**Records supplied:**
************
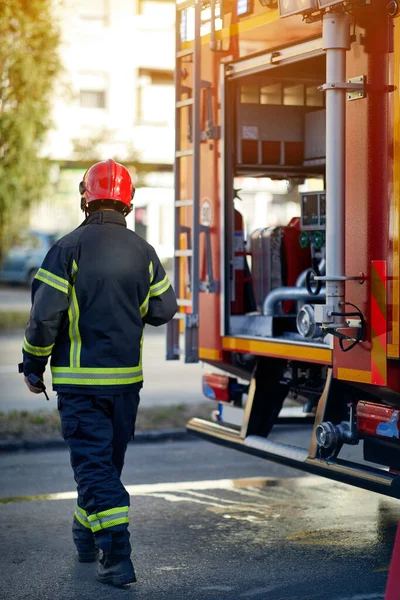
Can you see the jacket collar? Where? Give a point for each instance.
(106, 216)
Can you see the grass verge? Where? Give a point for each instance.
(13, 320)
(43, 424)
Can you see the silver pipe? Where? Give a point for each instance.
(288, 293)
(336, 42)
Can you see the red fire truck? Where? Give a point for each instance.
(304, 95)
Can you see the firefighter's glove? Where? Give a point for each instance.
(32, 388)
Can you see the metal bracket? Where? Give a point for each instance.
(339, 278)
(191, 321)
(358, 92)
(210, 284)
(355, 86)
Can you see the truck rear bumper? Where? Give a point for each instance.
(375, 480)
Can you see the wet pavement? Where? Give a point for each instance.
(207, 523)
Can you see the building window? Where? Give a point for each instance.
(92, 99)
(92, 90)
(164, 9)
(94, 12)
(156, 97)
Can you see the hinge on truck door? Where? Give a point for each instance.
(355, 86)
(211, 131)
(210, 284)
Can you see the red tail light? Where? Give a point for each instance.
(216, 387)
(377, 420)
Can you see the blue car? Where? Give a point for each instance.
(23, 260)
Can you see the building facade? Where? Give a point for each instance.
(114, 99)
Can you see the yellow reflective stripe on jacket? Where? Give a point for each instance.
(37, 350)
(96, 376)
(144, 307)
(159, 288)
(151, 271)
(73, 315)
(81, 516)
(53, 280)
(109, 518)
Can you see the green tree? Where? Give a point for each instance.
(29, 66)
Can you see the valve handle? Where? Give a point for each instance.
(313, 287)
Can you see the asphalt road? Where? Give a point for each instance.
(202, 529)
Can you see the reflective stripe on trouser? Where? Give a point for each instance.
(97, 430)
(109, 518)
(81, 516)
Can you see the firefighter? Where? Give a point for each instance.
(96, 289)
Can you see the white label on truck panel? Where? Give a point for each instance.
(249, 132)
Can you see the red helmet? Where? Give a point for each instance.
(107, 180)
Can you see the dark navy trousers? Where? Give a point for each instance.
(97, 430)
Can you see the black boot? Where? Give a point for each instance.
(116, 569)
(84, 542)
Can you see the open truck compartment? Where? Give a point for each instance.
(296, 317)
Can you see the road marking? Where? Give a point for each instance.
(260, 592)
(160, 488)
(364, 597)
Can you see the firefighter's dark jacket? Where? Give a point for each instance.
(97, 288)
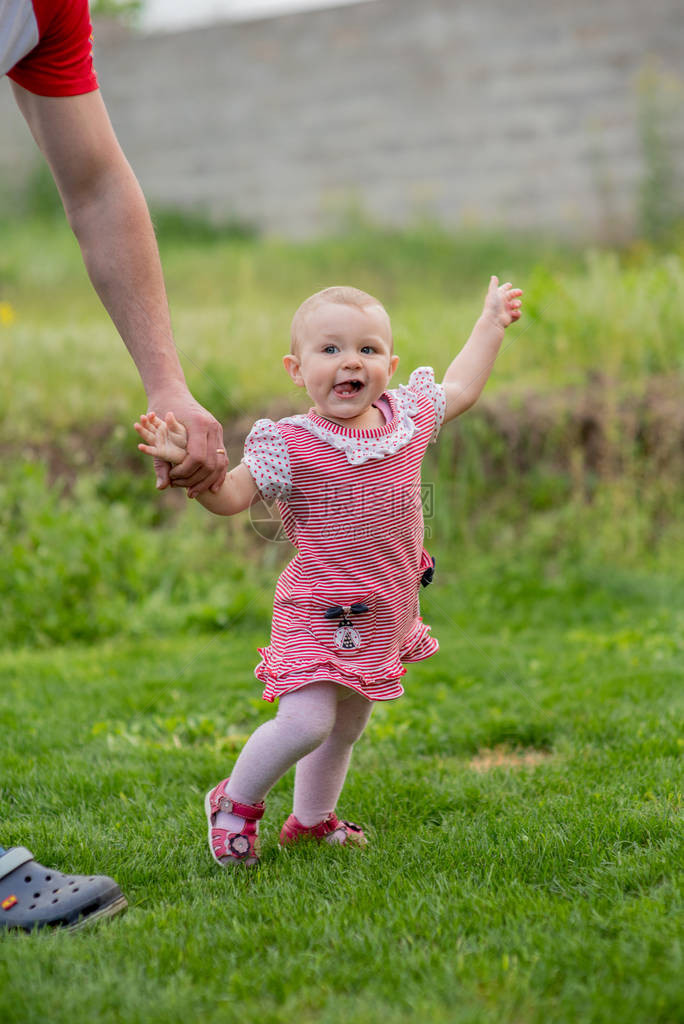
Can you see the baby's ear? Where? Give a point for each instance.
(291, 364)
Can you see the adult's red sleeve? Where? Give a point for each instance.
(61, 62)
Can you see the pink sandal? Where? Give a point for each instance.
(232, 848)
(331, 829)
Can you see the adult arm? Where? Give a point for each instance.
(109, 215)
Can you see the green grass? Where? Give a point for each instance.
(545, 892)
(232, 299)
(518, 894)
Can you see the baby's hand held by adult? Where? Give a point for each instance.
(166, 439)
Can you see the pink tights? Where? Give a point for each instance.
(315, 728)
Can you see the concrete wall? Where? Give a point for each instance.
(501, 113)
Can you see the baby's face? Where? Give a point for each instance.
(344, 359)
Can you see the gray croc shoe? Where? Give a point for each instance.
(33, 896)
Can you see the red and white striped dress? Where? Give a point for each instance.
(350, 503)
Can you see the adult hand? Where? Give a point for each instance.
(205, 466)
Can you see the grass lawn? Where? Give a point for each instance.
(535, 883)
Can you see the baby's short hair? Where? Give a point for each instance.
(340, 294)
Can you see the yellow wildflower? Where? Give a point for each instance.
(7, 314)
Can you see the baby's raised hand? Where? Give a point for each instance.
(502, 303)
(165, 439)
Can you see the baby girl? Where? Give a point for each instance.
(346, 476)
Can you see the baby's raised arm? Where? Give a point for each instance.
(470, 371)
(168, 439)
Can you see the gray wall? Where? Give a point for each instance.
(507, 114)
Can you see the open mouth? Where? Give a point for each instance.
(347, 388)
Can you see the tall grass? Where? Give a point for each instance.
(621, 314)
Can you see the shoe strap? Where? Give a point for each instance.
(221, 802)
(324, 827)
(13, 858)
************
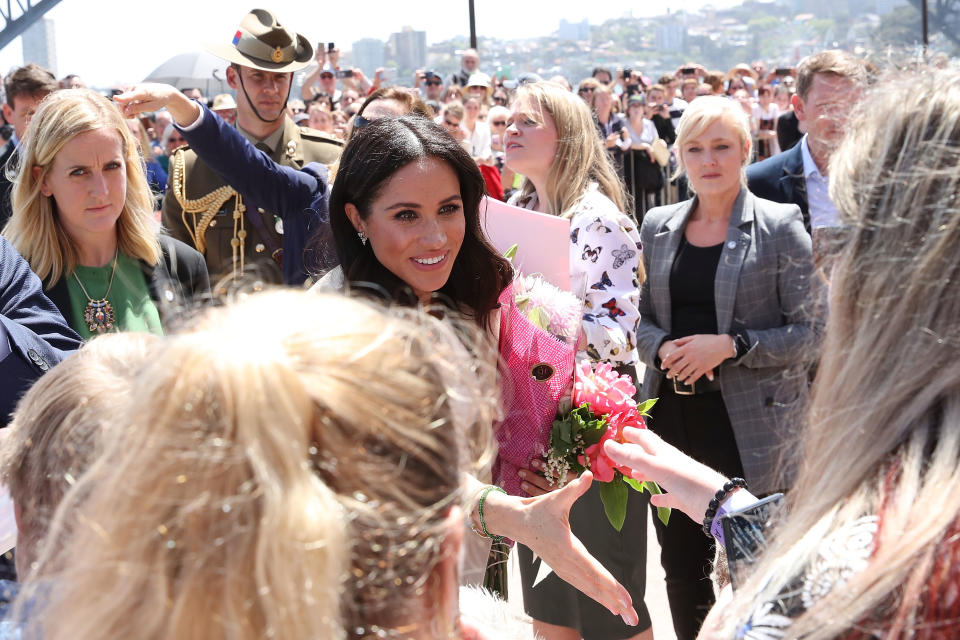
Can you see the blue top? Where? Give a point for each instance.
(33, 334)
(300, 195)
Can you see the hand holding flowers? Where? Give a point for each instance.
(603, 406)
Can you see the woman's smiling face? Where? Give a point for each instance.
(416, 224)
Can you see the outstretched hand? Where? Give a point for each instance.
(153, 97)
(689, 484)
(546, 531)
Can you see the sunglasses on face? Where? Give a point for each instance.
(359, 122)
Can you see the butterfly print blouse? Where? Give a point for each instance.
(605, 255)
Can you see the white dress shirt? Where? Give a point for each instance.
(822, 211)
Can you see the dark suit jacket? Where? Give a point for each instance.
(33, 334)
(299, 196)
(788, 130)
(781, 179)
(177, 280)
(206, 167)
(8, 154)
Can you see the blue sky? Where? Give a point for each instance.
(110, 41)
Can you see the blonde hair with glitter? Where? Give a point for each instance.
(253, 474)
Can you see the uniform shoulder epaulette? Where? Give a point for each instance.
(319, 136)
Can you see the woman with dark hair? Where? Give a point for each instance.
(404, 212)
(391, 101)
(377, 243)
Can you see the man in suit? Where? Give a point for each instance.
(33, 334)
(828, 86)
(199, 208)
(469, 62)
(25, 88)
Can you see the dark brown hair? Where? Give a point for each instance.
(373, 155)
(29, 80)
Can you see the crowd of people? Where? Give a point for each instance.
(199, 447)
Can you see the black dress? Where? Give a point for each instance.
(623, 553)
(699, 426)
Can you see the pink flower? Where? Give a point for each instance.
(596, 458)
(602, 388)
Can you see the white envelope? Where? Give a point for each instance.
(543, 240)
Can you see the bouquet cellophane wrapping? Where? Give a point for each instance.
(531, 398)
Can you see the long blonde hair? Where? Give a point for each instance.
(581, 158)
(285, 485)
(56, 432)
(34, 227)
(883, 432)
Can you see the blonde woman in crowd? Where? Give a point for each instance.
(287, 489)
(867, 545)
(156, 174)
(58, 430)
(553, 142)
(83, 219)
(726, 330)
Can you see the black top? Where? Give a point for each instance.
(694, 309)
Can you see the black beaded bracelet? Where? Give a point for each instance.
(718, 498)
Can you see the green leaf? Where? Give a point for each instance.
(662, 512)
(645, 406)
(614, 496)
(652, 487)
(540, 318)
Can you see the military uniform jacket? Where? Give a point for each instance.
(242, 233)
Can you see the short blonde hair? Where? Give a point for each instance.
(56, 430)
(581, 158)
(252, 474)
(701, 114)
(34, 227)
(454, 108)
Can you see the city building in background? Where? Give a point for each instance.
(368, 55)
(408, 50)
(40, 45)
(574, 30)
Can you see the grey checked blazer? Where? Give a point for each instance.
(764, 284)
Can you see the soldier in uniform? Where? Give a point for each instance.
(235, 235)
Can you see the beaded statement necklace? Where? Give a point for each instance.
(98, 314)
************
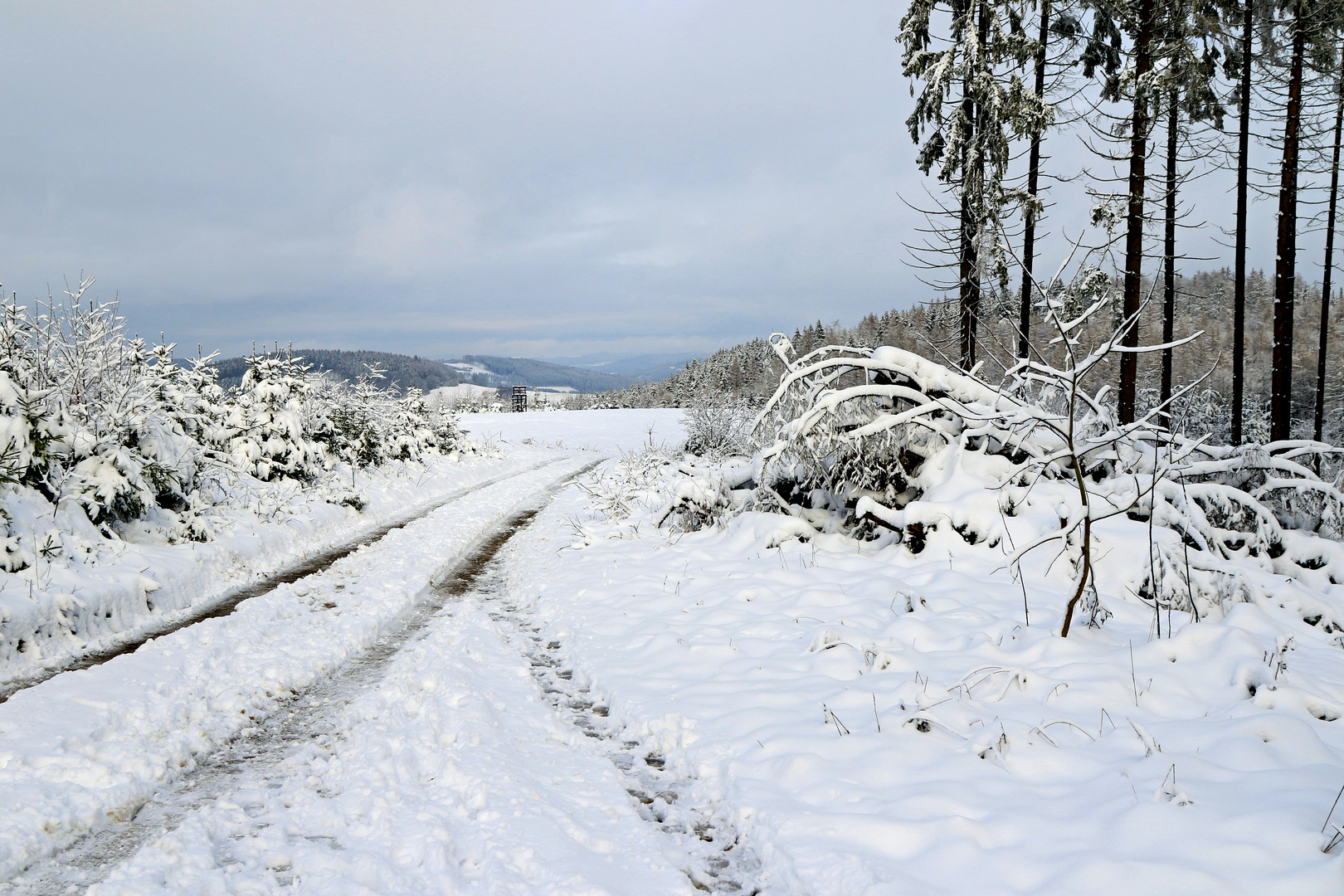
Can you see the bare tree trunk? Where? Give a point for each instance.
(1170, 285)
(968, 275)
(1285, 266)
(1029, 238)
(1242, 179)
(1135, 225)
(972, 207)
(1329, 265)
************
**Exercise details:** Gather every line of the listing above that contains the string "reflective", matching case exactly.

**Solution for this problem:**
Can you see the yellow reflective stripe on jacket? Where? Give a point for each instance.
Can you see the reflective stripe on trouser? Where? Give a point for each instance.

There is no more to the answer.